*What you have to do:*
Return verbatim the lines of the data starting with the line that contains "For the dataset, pick out the mown" and going on through the final line of the data, both ends included.

-*-

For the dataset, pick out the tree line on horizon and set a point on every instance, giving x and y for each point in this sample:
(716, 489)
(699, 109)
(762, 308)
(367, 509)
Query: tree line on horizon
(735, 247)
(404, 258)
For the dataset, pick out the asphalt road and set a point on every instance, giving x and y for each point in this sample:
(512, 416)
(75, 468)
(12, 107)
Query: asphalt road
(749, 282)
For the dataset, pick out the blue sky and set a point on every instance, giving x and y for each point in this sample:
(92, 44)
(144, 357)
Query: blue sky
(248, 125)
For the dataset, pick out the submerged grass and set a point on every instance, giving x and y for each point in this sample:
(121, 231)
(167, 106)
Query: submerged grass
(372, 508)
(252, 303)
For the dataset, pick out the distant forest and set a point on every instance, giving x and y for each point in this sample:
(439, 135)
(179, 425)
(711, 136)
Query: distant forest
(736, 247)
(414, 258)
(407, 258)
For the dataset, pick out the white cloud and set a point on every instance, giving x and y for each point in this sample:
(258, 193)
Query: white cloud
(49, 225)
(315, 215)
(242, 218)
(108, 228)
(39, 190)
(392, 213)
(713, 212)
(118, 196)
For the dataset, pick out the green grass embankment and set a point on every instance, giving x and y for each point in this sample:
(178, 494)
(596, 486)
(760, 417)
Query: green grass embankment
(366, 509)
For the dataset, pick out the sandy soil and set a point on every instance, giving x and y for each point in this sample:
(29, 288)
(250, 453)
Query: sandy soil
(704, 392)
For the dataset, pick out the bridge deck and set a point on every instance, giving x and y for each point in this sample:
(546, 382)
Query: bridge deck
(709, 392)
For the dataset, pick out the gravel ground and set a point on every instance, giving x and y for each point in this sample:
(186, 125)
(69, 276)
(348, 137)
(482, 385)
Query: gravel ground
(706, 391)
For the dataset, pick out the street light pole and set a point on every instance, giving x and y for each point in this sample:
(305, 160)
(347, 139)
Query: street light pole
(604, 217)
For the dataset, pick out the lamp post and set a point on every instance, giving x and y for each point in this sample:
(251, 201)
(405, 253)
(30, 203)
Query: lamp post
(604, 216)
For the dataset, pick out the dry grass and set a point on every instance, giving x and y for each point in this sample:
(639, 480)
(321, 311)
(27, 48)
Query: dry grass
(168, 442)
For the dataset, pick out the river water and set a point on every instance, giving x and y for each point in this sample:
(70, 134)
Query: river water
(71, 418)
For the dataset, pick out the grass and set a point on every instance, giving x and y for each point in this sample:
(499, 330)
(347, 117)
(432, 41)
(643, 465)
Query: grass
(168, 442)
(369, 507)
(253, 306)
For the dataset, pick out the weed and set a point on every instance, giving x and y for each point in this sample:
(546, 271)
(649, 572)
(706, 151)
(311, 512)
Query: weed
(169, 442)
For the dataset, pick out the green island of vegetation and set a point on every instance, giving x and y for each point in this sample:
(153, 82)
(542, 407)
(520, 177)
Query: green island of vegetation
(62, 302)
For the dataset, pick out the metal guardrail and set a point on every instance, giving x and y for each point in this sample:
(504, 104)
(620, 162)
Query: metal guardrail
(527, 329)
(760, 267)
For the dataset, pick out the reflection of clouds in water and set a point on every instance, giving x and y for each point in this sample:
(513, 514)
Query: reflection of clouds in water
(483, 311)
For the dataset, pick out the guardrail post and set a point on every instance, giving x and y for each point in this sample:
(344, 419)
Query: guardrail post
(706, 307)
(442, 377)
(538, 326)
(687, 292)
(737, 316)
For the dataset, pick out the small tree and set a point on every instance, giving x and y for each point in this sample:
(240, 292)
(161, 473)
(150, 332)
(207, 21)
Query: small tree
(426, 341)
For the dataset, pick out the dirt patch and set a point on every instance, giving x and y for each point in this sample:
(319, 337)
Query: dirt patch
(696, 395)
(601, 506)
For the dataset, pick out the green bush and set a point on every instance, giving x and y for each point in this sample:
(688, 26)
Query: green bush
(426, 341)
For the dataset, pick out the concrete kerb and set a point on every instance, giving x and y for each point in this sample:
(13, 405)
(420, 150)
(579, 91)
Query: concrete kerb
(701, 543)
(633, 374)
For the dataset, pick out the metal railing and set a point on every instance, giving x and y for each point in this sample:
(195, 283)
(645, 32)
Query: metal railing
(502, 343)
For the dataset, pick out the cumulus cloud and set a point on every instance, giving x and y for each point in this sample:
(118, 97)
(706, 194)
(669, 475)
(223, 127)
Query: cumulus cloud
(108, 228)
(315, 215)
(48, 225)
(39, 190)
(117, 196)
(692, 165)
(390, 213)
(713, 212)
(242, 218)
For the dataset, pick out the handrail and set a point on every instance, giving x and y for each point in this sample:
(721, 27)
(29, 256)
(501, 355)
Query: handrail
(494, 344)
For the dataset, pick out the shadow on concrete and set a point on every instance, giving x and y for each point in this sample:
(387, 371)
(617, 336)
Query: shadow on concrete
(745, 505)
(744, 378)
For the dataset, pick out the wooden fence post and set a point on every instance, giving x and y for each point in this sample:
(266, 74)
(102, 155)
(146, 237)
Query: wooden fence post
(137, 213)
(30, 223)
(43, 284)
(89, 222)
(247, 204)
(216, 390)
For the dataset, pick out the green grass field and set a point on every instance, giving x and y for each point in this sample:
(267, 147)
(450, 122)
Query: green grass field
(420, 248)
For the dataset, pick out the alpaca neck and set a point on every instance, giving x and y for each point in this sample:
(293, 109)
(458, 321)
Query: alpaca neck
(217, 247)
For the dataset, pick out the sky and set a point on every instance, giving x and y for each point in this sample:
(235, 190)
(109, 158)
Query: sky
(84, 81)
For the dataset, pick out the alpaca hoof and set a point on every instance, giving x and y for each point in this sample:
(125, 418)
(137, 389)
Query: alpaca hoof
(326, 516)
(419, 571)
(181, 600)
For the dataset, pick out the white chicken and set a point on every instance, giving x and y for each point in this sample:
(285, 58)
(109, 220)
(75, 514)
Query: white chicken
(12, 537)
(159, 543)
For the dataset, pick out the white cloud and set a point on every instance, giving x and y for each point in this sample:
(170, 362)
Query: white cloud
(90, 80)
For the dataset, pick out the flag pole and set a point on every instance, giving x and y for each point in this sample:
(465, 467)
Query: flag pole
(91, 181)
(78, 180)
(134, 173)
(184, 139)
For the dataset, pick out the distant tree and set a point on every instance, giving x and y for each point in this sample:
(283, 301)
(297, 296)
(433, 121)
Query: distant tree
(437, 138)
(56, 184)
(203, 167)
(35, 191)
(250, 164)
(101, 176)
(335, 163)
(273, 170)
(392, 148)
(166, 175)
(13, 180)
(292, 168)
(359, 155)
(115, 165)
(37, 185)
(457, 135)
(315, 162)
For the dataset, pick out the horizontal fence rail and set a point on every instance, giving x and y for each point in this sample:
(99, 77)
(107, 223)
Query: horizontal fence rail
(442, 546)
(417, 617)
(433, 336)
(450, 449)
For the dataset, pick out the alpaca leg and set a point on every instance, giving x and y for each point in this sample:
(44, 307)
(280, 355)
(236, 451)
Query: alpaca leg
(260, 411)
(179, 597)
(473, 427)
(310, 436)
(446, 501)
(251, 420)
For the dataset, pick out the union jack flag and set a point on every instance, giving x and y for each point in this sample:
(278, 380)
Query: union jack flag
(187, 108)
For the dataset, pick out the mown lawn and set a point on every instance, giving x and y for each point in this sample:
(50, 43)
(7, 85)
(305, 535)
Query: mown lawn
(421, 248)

-*-

*Task answer:*
For the dataset, pick out the mown lawn and set a point on every instance, giving x and y for each point in this sample:
(50, 43)
(7, 85)
(305, 535)
Query: mown lawn
(421, 248)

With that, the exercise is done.